**TESTO CITATO:**
^^^^

Lei è bella Lo so È passato del tempo ed io Ce l'ho nel sangue ancor

A metà mattinata di questo 1° marzo – un maledetto giorno da Prozac – decido che devo rileggermi la storia di San Siro e con il giusto sottofondo musicale. Luci a San Siro di Vecchioni.
Andiamo con ordine, Intanto, perché, inizialmente lo si è chiamato San Siro? Perché il quartiere dove oggi c’è lo stadio era un antico borgo medievale conosciuto per la sua chiesa S.Siro alla Vepra. Qui si rifugiarono i milanesi per sfuggire alla distruzione della città ordinata dall’imperatore Federico I° nel 1162.

Luci a San Siro di quella sera Che c'è di strano, siamo stati tutti là Ricordi il gioco dentro la nebbia? Tu ti nascondi, e se ti trovo ti amo là

La storia ci certifica che, nel 1925, a volere uno stadio calcistico, nelle vicinanze dell’Ippodromo per il Trotto – tu guarda talvolta le coincidenze della vita – fu Piero Pirelli, presidente del Milan. Adesso, lasciatemelo dire… insomma siamo sempre noi rossoneri a dare il via ai progetti. No, questo lo sottolineo, solo per amore della verità… ecco sì… storica.
Piero Pirelli era un grande appassionato di sport. Fu tra i soci fondatori, nel 1899, del Milan Football Club. Fu lui a volere uno stadio con una struttura simile a quella degli stadi inglesi. Lo realizzarono in 13 mesi con un costo di cinque milioni di lire. La struttura era composta da 4 tribune rettilinee e aveva una capienza di 35 mila spettatori. Progettato da Ulisse Stacchini e Alberto Cugini come campo ufficiale della squadra di calcio Milan F.C., fu inaugurato nel 1926 con un derby amichevole vinto dall’Inter per 6-3. E tipareva… vabbè lasciamo stare.

Milano mia portami via fa tanto freddo e schifo e non ne posso più facciamo un cambio prenditi pure quel po’ di soldi quel po’ di celebrità ma dammi indietro la mia seicento i miei vent’anni ed una ragazza che tu sai

 Nel 1935, il Comune acquista San Siro e avvia l’ampliamento della struttura. La capienza venne portata a 55.000 posti. Il Duce, che di calcio non capiva nulla, ma di folle se ne intendeva, capì subito il forte richiamo che il football esercitava sulle masse. Sotto il regime, il campionato italiano raggiunse livelli di popolarità tale da superare tutte le altre discipline sportive.

^^^^

[Estratto del dataset]
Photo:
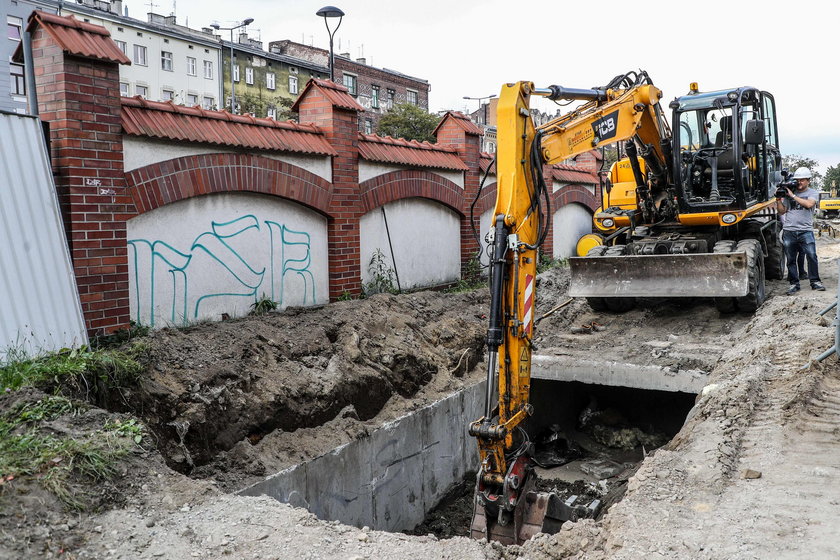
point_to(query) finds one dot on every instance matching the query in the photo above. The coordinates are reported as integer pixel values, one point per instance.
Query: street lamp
(217, 27)
(480, 99)
(331, 12)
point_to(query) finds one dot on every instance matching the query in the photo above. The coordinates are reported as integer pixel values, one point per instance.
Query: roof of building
(462, 121)
(76, 37)
(165, 120)
(386, 149)
(338, 95)
(179, 31)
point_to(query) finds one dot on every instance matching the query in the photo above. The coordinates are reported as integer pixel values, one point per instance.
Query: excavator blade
(687, 275)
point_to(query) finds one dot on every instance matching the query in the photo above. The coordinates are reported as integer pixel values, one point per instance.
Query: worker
(798, 230)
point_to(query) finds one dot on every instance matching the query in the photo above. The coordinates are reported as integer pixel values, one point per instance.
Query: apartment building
(264, 84)
(12, 75)
(169, 62)
(376, 89)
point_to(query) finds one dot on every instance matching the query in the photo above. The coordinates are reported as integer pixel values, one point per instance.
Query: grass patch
(77, 368)
(28, 451)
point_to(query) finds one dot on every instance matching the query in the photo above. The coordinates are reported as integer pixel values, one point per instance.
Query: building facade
(12, 74)
(376, 89)
(169, 62)
(266, 83)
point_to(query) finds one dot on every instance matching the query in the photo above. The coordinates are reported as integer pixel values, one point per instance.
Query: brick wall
(341, 128)
(80, 98)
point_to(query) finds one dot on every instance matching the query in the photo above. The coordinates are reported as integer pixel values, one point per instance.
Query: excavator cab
(725, 150)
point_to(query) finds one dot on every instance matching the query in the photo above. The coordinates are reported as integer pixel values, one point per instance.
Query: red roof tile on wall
(573, 174)
(409, 152)
(165, 120)
(78, 38)
(338, 95)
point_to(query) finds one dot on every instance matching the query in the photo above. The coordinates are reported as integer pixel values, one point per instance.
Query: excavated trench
(416, 474)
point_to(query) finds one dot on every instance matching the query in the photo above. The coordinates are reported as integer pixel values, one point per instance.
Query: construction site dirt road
(750, 475)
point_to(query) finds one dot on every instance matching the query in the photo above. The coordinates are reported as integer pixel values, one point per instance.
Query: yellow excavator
(686, 214)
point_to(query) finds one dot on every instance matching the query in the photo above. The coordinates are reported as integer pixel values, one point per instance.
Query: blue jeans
(796, 242)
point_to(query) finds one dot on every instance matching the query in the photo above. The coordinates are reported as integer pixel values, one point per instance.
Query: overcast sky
(471, 47)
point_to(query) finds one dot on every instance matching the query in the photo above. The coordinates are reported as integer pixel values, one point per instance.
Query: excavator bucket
(678, 275)
(536, 512)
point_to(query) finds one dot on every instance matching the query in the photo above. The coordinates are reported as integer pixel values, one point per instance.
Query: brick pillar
(452, 132)
(80, 98)
(547, 248)
(340, 124)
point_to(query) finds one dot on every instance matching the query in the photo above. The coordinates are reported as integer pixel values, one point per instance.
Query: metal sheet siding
(38, 296)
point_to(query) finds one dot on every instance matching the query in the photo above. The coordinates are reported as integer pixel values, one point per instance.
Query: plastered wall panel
(213, 255)
(426, 241)
(570, 223)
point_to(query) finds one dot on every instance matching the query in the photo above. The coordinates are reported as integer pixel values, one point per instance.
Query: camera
(791, 184)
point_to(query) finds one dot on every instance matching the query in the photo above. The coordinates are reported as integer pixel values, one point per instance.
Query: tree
(794, 161)
(408, 121)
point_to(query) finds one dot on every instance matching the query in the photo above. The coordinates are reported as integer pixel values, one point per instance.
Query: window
(18, 85)
(350, 83)
(15, 25)
(140, 55)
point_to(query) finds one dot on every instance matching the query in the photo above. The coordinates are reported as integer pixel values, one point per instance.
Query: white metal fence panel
(39, 303)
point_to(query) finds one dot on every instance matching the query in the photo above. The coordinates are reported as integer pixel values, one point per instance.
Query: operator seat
(726, 158)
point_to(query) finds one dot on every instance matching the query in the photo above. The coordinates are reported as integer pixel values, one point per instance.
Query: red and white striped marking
(528, 308)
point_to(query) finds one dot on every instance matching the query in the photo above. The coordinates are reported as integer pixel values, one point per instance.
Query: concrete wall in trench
(201, 257)
(389, 480)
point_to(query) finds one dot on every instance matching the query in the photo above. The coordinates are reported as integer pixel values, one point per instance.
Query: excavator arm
(507, 508)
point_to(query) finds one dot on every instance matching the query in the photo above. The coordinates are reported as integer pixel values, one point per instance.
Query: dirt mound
(244, 398)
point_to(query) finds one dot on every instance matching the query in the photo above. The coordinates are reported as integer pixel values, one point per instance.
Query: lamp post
(480, 99)
(217, 27)
(331, 12)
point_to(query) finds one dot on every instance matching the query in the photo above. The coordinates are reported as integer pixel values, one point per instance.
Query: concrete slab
(389, 479)
(618, 374)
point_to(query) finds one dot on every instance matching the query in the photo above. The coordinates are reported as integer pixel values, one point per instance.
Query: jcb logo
(605, 127)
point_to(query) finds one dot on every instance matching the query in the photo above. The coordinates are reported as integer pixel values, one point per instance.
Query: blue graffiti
(289, 253)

^^^^

Secondo il testo sulla storia di San Siro, per quale motivo lo stadio fu chiamato inizialmente San Siro? Risponda in una, due o tre frasi.

Lo stadio fu chiamato San Siro perché il quartiere in cui oggi sorge era un antico borgo medievale conosciuto per la sua chiesa, S. Siro alla Vepra.